**Page excerpt**.
>> Begin

Actually, it aims to sport a smooth balance between a typical raw image converter and processor and a basic (database-specific) image management tool, all for the sake of allowing you to work with your pictures as efficiently as possible. You can perform flexible database queries, perform image searches based on tags, rating and color labels, as well as filter and sort your image collections.

One of the app’s highlights stems from the fact that it allows you to import a wide array of image formats such as JPG, CR2, HDR, PFM, just to name a few. Just as important is the app’s export system which makes it easy for you to create Picasa and Flick web albums, HTML-based web galleries and export pictures to formats such as JPEG, PNG, TIFF, PPM, PFM, EXR.

Surprisingly well-equipped utility that handles most image operations with ease

However, by and large, darktable is best known for its image processing operation modules. As mentioned before, it’s capable of handling most basic image processing tasks. It helps you invert, crop, or rotate pictures, tweak the exposure, reconstruct the color info, set the white balance, correct various saturation or color-related levels, remove noise, apply lens correction, remove spots, fix chromatic aberrations, and sharpen any image, just to give you an example.

darktable does not disappoint when it comes to image processing effects either. It provides you with the options to add watermarks and frames, add vignettes and grain to your pictures, as well as various other interesting effects (Orton, bloom, colorize, graduated density).

>> End

**Set exercise A**.
Reproduce the darktable review in full, with every word and line unchanged.

**Records shown**.
>> Begin

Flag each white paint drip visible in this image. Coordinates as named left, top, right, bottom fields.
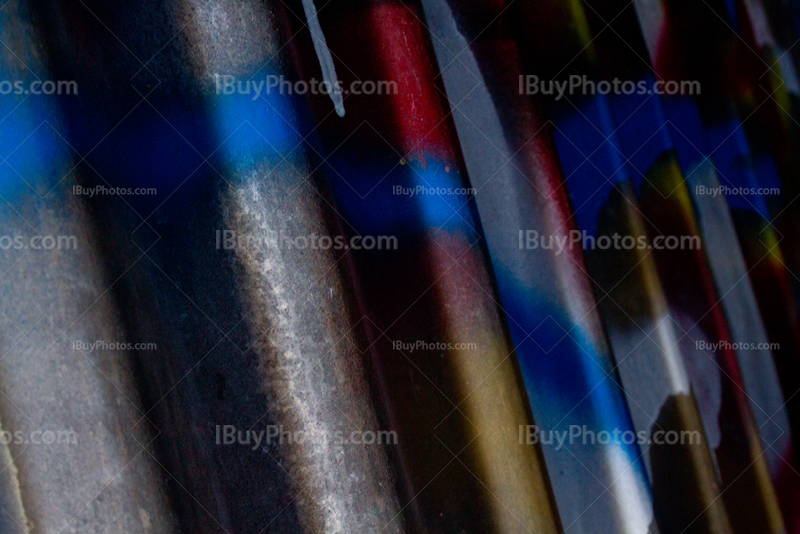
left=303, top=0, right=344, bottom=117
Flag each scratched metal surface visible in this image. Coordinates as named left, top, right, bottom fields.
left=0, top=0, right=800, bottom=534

>> End
>> Begin

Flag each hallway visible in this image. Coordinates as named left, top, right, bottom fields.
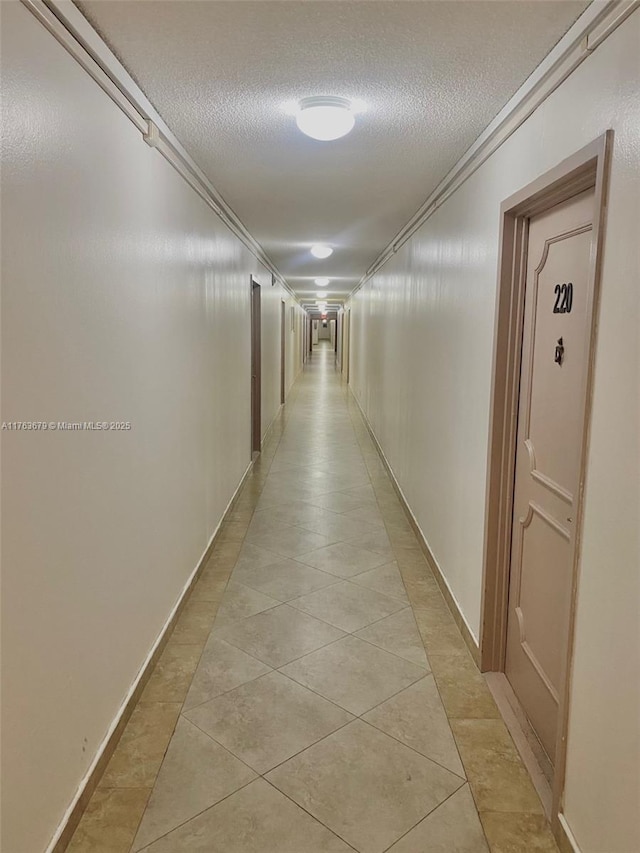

>> End
>> Begin

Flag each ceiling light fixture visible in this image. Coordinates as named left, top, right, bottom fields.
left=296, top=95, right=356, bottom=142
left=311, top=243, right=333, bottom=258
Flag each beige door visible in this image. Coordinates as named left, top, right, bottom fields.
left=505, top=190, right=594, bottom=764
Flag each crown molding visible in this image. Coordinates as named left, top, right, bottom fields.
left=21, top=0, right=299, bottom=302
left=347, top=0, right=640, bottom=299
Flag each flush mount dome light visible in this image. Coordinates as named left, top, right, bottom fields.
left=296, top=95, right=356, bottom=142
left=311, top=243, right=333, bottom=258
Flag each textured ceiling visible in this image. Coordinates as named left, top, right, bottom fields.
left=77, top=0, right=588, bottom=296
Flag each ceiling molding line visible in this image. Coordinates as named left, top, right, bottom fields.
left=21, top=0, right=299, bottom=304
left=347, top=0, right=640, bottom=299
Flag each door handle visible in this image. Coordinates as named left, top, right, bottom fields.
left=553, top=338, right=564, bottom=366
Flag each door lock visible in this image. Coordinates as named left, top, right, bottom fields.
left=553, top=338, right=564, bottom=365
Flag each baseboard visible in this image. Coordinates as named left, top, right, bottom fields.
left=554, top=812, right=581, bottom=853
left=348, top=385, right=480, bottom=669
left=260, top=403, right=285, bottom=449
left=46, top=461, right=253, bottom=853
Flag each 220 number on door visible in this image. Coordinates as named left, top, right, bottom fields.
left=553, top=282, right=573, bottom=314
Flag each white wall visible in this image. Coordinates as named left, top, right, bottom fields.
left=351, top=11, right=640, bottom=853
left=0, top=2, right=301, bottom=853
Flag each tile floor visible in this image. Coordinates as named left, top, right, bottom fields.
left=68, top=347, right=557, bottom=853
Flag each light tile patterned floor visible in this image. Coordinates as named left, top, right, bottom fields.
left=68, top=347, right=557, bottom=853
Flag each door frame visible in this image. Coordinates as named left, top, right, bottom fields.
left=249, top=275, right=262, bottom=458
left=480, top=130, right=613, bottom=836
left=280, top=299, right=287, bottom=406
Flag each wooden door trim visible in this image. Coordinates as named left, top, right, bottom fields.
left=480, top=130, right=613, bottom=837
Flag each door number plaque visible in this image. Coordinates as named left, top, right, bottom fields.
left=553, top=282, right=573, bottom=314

>> End

**Set exercise B**.
From the records, retype the lines starting at the one containing "Flag each scratched" and ending at the one containing "left=0, top=0, right=800, bottom=534", with both of those lines included.

**Worked answer A**.
Actually, it aims to sport a smooth balance between a typical raw image converter and processor and a basic (database-specific) image management tool, all for the sake of allowing you to work with your pictures as efficiently as possible. You can perform flexible database queries, perform image searches based on tags, rating and color labels, as well as filter and sort your image collections.

One of the app’s highlights stems from the fact that it allows you to import a wide array of image formats such as JPG, CR2, HDR, PFM, just to name a few. Just as important is the app’s export system which makes it easy for you to create Picasa and Flick web albums, HTML-based web galleries and export pictures to formats such as JPEG, PNG, TIFF, PPM, PFM, EXR.

Surprisingly well-equipped utility that handles most image operations with ease

However, by and large, darktable is best known for its image processing operation modules. As mentioned before, it’s capable of handling most basic image processing tasks. It helps you invert, crop, or rotate pictures, tweak the exposure, reconstruct the color info, set the white balance, correct various saturation or color-related levels, remove noise, apply lens correction, remove spots, fix chromatic aberrations, and sharpen any image, just to give you an example.

darktable does not disappoint when it comes to image processing effects either. It provides you with the options to add watermarks and frames, add vignettes and grain to your pictures, as well as various other interesting effects (Orton, bloom, colorize, graduated density).

**Worked answer B**.
Flag each scratched metal surface visible in this image. Coordinates as named left, top, right, bottom fields.
left=0, top=0, right=800, bottom=534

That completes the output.